**Document extract**
────

What hundreds of biomolecules tell us about our nerve cells
The mammalian brain is a complex structure of interacting regions that typically have highly specific functions including cognition, motor functions, emotions and information processing. Each region contains millions, sometimes billions of neurons and different types of glial cells such as astrocytes, oligodendrocytes and microglia. Together, they orchestrate the brain’s functions. For proper functioning, the connections between regions are key to relay specific information and trigger certain behaviour. The number of cellular connections between nerve cells in every human brain is estimated to be more than 100 trillion. The enormous complexity of all the interacting elements in the brain requires us to look at the disease process, like those of Alzheimer’s and Parkinson’s disease, in the brain as a whole using mammalian animal models.
Neurodegenerative processes such as those occurring in Parkinson’s disease are characterised by pathological changes of the brain cells, often specific to certain areas of the brain: These cells lose their structure and function and thereby their connectivity, a process that is accompanied by changes in their metabolism. Until now, many scientists have focused on just one or a few aspects of the disease to better describe and understand the underlying mechanisms.

────

**Records**
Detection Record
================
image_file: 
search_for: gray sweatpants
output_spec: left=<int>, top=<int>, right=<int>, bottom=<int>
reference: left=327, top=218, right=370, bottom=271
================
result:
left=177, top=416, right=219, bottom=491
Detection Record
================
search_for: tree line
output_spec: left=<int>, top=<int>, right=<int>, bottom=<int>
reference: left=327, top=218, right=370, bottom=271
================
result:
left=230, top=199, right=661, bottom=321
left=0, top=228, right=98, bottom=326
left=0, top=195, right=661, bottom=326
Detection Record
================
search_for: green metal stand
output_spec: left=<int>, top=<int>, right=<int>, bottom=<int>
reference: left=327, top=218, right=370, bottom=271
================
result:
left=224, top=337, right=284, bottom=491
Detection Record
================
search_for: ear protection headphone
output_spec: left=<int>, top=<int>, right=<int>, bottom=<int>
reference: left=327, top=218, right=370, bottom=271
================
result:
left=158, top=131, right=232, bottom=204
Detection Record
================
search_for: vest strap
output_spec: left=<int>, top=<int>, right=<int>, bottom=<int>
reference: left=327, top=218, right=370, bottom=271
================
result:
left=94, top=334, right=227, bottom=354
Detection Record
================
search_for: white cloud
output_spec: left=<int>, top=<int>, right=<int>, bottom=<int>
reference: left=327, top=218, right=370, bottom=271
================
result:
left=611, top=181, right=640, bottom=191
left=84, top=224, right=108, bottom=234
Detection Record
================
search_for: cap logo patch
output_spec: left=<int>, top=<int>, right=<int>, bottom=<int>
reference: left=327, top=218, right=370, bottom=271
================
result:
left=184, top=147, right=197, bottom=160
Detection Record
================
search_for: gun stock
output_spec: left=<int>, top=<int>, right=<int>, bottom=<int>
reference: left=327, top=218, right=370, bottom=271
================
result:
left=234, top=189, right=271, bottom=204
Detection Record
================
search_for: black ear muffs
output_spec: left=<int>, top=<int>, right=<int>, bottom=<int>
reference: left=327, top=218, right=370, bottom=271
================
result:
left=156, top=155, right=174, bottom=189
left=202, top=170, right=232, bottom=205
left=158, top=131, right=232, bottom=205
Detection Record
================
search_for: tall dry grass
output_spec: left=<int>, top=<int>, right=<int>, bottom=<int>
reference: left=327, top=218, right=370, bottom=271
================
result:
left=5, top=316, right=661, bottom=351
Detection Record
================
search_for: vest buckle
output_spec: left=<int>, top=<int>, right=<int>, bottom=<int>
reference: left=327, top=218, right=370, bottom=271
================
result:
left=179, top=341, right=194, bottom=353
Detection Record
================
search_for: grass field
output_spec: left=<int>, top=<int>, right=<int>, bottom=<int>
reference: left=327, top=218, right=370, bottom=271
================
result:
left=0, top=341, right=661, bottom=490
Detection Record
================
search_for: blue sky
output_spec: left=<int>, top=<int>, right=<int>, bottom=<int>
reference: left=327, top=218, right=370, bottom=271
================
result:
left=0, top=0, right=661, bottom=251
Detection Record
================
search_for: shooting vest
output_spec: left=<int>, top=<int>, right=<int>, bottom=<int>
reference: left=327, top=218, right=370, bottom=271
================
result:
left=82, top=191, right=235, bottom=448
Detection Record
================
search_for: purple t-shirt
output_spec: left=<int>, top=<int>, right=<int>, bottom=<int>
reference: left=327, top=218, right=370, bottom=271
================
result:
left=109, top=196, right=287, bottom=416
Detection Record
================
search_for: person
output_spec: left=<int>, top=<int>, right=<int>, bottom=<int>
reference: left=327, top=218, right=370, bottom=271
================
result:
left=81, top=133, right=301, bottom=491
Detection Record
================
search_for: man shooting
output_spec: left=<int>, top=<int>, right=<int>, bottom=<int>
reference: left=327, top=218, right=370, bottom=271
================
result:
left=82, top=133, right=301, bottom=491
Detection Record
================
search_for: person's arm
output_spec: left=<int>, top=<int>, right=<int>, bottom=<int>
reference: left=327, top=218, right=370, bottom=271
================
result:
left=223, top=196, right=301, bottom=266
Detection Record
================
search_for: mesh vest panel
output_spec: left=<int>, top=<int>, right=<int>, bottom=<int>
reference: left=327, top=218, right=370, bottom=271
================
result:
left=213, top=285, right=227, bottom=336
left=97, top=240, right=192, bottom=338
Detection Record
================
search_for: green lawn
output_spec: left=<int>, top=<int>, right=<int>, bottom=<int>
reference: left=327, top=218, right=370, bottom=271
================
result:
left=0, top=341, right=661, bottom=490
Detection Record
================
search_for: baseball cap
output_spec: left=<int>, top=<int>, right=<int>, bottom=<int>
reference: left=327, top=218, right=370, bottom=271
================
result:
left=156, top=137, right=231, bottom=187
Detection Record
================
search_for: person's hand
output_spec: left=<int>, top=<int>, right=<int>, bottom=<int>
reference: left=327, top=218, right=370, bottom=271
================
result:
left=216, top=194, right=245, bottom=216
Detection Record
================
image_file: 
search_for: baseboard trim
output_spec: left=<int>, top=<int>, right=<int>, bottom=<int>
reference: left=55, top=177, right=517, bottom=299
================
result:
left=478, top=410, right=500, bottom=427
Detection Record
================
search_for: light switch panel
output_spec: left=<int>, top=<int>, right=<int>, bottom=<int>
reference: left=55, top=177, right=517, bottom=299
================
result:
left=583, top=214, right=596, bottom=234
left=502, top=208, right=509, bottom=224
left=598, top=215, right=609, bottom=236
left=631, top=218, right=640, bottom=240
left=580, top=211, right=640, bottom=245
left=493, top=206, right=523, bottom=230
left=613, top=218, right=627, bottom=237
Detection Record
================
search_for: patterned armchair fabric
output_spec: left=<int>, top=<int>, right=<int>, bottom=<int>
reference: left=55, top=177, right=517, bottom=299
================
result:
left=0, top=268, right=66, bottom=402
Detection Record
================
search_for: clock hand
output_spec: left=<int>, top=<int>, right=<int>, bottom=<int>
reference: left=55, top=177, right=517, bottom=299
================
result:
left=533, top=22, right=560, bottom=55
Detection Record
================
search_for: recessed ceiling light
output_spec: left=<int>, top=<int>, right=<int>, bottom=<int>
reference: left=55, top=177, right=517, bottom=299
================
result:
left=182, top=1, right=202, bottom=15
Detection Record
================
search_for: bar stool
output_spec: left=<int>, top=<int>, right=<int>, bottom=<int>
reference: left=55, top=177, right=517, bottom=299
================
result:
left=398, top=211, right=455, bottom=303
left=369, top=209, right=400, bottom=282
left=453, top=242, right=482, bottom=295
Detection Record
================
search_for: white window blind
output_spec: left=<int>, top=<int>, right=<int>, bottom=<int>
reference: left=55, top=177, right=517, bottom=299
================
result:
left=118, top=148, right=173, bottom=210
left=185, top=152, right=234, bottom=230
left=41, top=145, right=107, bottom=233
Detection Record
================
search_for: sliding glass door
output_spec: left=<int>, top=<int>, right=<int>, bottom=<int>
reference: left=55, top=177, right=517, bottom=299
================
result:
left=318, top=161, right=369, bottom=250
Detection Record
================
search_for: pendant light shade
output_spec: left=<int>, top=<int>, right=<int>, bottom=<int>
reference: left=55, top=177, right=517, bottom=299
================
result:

────

**Problems and tasks**
1. Transcribe the nerve cell passage from "Neurodegenerative processes such" to "the underlying mechanisms.".
2. Condense the paragraph of the nerve cell passage that opens "Neurodegenerative processes such as" into fewer words, keeping its main facts.
The material has no connection to the nerve cell passage.

**Solution list**
1.
Neurodegenerative processes such as those occurring in Parkinson’s disease are characterised by pathological changes of the brain cells, often specific to certain areas of the brain: These cells lose their structure and function and thereby their connectivity, a process that is accompanied by changes in their metabolism. Until now, many scientists have focused on just one or a few aspects of the disease to better describe and understand the underlying mechanisms.

2. In Parkinson's disease and similar neurodegenerative processes, brain cells, often in specific areas, change pathologically. They lose structure, function and connectivity while their metabolism shifts. Until now, many scientists have studied only one or a few aspects of the disease to understand its mechanisms.